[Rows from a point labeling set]

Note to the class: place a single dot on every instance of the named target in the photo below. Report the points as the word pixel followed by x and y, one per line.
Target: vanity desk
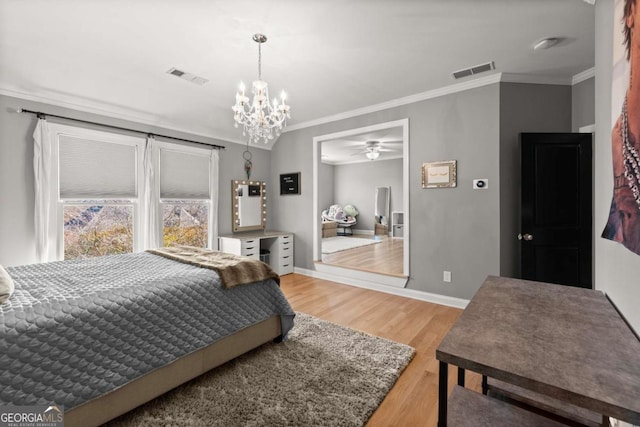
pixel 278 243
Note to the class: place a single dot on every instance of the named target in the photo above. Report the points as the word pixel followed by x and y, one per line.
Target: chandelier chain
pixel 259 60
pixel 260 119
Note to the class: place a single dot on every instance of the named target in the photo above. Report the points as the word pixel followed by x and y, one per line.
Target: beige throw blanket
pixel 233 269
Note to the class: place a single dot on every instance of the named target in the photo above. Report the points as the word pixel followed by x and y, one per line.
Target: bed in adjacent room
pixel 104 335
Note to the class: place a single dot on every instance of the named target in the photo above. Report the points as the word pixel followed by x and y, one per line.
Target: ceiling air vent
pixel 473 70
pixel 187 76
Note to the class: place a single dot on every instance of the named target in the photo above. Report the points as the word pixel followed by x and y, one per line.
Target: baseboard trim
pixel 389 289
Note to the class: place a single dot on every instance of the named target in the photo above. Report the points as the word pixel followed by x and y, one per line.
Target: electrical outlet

» Task statement:
Format every line of the rows above as a JSON list of strings, one string per line, skipping blank lines. Leave the pictures out.

» Task response:
[
  "Note to the class: place a single dot on every instance of the named target in the photo below. Report the points as the word pixel followed by x and y, one per line.",
  "Target: vanity desk",
  "pixel 278 243",
  "Note to the class: place a single dot on every instance of the named target in the photo above. Report the points as the word pixel followed by x and y, one per line.",
  "Target: chandelier chain",
  "pixel 259 60",
  "pixel 260 119",
  "Note to the class: place a single dot on every instance of the named target in the photo above. Report the points as the word pixel followed by x and y, one per line.",
  "Target: beige throw blanket",
  "pixel 233 269",
  "Note to the class: place a single dot on every instance of the named target in the photo above. Report the points as the word pixel followed by x and y, one per line.",
  "Target: bed in adjacent room",
  "pixel 104 335",
  "Note to the class: place a single dot on every instance of the named target in the photo above. Report the points as the word pixel followed by x and y, one per line.",
  "Target: ceiling air vent",
  "pixel 473 70",
  "pixel 187 76",
  "Note to the class: place a single dot on every instance of the named target in the photo above. Report the points as the word pixel followed by x and y, one per line.",
  "Target: baseboard trim",
  "pixel 389 289",
  "Note to the class: place a single dot on every instance of the named target in the photo above. Report the points as the word pixel followed by x and y, one per line.",
  "Target: electrical outlet"
]